### TEXTE FOURNI

★ ★ ★ ★ ★

Œuvre de journalisme littéraire, The Good girls est le fruit d’une enquête poignante au cœur de l’Inde. Sonia Faleiro signe en 2013 Bombay Baby, une plongée dans l’univers interlope des « dance bars » de Bombay. Elle écrit trois ans plus tard Treize hommes, une enquête sur un viol collectif dans le nord-est de l’Inde. La journaliste indienne nous propose à nouveau un travail engagé et documenté. Il y sera question du sort des femmes en Inde, d’apparences à sauver et d’autopsies ratées.
La réputation était une peau
Printemps 2014 dans l’Uttar Prasesh, état miséreux du nord de l’Inde. Le village de Katra compte 3000 âmes, dont Padma et Lalli, deux cousines de 14 et 16 ans. Comme toutes les femmes et les filles ici, elles s’adonnent à un travail domestique harassant. Bien que scolarisées pour le moment, leur existence n’a qu’un seul but : le mariage, arrangé.
Dans cette région où certains villages interdisent le smartphone aux femmes non mariée, toute la communauté soumet les deux adolescentes à une surveillance permanente. Car rien n’est plus important pour une femme que de préserver la réputation de sa famille en se comportant selon des règles strictes. Et les crimes d’honneur des parents sur leurs propres filles se comptent par centaines, par milliers peut-être.
Leurs maisons n’étant pas équipées de toilettes, Padma et Lalli doivent sortir se soulager dans les champs tout proches. Un soir, elles ne rentrent pas, et sont rapidement portées disparues. Certains témoignent avoir vu des voleurs de récoltes dans le champ familial. Mais d’autres affirment que les filles ont été enlevées par un groupe d’hommes. Quoi qu’il en soit, personne ne songe à prévenir la police. Il est évident que les forces de l’ordre, au service des plus riches, ne leur seront d’aucun secours. En outre, dès les premiers moments des recherches il sera prioritaire, pour la famille des filles, de trouver une version des faits qui ne salisse pas sa réputation.
Moins d’une heure après qu’elles s’étaient évanouies dans la nature, Padma n’était donc plus l’adolescente au caractère trempé. Et Lalli n’était pas sa fidèle acolyte. Ce qu’elles étaient et ce qui leur était arrivé était déjà moins important que l’impact de leur disparition sur le statut de leurs familles.

★ ★ ★ ★ ★

### CONSIGNES
**A)** Recopiez le texte sur The Good girls entre « Œuvre de journalisme » et « le mariage, arrangé. », ces deux passages inclus.
**B)** Prolongez le texte sur The Good girls en reprenant après sa dernière phrase.

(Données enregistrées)

★ ★ ★ ★ ★

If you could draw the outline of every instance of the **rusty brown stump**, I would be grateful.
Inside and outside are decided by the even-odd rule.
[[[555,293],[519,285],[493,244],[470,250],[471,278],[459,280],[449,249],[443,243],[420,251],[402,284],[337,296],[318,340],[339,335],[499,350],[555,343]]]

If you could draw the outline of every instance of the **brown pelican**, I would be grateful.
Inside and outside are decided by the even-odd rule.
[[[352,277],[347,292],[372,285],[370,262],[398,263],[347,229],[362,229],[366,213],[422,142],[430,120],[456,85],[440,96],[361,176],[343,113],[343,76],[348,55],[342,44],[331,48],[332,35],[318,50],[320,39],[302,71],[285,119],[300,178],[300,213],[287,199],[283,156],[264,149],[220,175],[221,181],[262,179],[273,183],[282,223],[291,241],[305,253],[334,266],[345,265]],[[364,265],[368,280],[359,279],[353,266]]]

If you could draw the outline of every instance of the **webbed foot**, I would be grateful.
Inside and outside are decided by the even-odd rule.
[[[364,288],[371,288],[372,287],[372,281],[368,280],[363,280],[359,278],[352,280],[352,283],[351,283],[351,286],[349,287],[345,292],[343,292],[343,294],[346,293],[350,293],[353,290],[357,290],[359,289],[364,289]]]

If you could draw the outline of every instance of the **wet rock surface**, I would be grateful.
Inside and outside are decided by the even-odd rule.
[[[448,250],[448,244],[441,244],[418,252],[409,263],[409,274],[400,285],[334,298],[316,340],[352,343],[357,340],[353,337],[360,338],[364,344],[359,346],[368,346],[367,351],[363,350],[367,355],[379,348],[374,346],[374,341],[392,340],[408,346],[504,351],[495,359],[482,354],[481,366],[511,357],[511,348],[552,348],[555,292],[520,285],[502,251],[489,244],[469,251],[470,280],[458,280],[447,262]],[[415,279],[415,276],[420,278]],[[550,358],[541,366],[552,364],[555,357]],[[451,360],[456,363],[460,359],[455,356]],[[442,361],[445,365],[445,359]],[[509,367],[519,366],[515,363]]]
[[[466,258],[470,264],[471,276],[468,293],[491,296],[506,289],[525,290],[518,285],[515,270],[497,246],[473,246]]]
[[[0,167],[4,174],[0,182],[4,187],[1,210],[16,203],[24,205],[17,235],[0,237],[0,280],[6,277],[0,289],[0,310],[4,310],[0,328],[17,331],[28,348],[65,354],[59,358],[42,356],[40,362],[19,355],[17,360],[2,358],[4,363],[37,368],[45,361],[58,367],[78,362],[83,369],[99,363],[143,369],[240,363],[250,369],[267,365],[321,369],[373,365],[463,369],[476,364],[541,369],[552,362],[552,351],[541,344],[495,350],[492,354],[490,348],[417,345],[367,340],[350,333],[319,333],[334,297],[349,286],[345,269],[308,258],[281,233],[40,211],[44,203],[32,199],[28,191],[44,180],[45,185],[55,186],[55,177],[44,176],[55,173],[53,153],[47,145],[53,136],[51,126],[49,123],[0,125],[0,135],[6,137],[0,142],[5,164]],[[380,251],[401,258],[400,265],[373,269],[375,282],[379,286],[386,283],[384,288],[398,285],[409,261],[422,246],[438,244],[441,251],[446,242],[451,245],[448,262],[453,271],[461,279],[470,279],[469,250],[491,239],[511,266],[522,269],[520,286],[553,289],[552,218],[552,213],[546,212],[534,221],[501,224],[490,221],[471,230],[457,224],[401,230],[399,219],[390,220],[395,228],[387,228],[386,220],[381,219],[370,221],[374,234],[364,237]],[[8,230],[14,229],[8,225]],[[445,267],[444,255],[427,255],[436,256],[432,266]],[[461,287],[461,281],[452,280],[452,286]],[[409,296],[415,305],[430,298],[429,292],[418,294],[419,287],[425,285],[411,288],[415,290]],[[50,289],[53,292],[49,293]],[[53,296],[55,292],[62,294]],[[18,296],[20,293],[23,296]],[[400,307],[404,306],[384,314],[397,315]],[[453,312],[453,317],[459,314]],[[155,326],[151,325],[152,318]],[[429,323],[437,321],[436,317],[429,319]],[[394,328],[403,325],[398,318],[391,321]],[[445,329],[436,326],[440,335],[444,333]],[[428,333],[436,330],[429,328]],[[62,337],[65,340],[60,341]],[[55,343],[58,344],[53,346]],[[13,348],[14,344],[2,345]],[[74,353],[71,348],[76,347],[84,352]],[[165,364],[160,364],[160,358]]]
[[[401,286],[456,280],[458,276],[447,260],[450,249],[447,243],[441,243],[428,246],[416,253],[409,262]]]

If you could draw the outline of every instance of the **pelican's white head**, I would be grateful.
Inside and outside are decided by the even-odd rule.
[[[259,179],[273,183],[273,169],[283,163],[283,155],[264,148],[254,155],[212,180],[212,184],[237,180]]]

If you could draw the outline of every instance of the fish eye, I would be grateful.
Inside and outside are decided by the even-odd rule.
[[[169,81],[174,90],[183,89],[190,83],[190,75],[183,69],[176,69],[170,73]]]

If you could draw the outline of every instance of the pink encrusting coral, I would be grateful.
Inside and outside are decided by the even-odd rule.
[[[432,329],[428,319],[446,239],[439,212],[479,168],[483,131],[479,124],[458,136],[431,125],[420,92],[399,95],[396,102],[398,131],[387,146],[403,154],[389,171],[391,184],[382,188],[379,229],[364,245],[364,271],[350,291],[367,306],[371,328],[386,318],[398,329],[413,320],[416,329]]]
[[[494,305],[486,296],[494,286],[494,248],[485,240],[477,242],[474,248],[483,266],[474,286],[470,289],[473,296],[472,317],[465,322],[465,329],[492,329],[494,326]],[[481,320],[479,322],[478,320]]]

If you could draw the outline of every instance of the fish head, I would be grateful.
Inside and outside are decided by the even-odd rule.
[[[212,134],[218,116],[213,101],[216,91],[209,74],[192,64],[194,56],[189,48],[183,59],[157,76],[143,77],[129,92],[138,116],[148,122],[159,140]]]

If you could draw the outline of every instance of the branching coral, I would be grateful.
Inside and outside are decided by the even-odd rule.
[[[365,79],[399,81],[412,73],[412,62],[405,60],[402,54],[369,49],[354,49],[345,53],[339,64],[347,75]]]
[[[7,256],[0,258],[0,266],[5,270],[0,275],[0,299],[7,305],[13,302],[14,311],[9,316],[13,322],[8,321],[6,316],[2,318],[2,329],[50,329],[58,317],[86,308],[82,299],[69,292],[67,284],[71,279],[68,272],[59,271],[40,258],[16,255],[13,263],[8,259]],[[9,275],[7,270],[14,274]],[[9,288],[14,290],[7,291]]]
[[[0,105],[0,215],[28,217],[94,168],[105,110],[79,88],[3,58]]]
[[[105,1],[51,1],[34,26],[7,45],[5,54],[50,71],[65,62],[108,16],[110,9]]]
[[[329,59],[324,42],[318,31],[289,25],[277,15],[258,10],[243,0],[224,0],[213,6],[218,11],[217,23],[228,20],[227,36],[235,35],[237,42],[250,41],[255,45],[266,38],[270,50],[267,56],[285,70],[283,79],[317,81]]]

★ ★ ★ ★ ★

### RÉPONSES ATTENDUES
**A)**
Œuvre de journalisme littéraire, The Good girls est le fruit d’une enquête poignante au cœur de l’Inde. Sonia Faleiro signe en 2013 Bombay Baby, une plongée dans l’univers interlope des « dance bars » de Bombay. Elle écrit trois ans plus tard Treize hommes, une enquête sur un viol collectif dans le nord-est de l’Inde. La journaliste indienne nous propose à nouveau un travail engagé et documenté. Il y sera question du sort des femmes en Inde, d’apparences à sauver et d’autopsies ratées.
La réputation était une peau
Printemps 2014 dans l’Uttar Prasesh, état miséreux du nord de l’Inde. Le village de Katra compte 3000 âmes, dont Padma et Lalli, deux cousines de 14 et 16 ans. Comme toutes les femmes et les filles ici, elles s’adonnent à un travail domestique harassant. Bien que scolarisées pour le moment, leur existence n’a qu’un seul but : le mariage, arrangé.

**B)**
Quand les adolescentes sont retrouvées, mortes, pendues côte à côte à la branche d’un manguier, les événements prennent une tournure funeste. La police locale, enfin prévenue, se révèle démunie face à l’ampleur du drame. Par manque de moyens, de compétences et de volonté sans doute.
Le visage de l’Inde moderne
Les médias ont largement diffusé cette histoire, réelle, y compris en dehors de l’Inde. Ses fiascos successifs ont placé quelques temps sous les projecteurs un système défaillant, et la condition désastreuse des femmes pauvres en Inde. En 2012 déjà, le monde entier restait sidéré par le viol collectif d’une étudiante à Dehli. Particulièrement cruelle, l’agression avait entraîné la mort de la jeune fille et une prise de conscience de l’Inde sur l’oppression subie par ses femmes.
Sonia Faleiro, avec The Good Girls, revient sur l’affaire de Padma et Lalli pour dénoncer, de façon plus large tous les dysfonctionnements de l’Inde moderne. Les faux témoignages et les faits dissimulés par la famille des victimes elle même, démontrent le poids pernicieux des traditions. L’honneur, pour une famille, est toujours plus importante que la vie de ses filles.
Chaque fois, les familles endeuillées défendaient une version, et la police en soutenait une autre ; l’autopsie, pratiquée dans les conditions qu’on imagine, se révélait peu concluante, et l’affaire était classée comme s’il ne s’était rien passé.
Après une enquête bâclée, une autopsie douteuse, réalisée par le balayeur de l’hôpital, vient la gesticulation de diverses personnalités politiques. Entre instrumentalisation de l’affaire à des fins électorales et visibilité médiatique, rien de déterminant ne viendra d’eux non plus. Narendra Modi, premier ministre nouvellement investi, optera pour l’indifférence, alors que l’affaire fait la une dans tout le pays. Enfin, l’importance des castes fausse l’orientation de l’enquête et retarde la découverte de la vérité, qui finira pourtant par éclater.
Quatre années d’enquête et plus d’une centaine d’entrevues avec les acteurs de cette histoire seront nécessaires. Sonia Faleiro livre, avec The Good Girls, une enquête édifiante. C’est un travail journalistique pointu, retranscrit de façon littéraire. Le texte alterne entre l’histoire de Padma et Lalli et des données chiffrées ajoutant encore davantage de force au propos de l’autrice. Enfin, c’est un travail colossal, de nature à éveiller les consciences, qui se referme pourtant par un constat amer sur la condition des femmes pauvres en Inde.
Paru le 23 mars 2022 aux éditions Marchialy.
Titre original : The Good Girls, An Ordinary Killing.
Traduit de l’anglais (Inde) par Nathalie Perrony.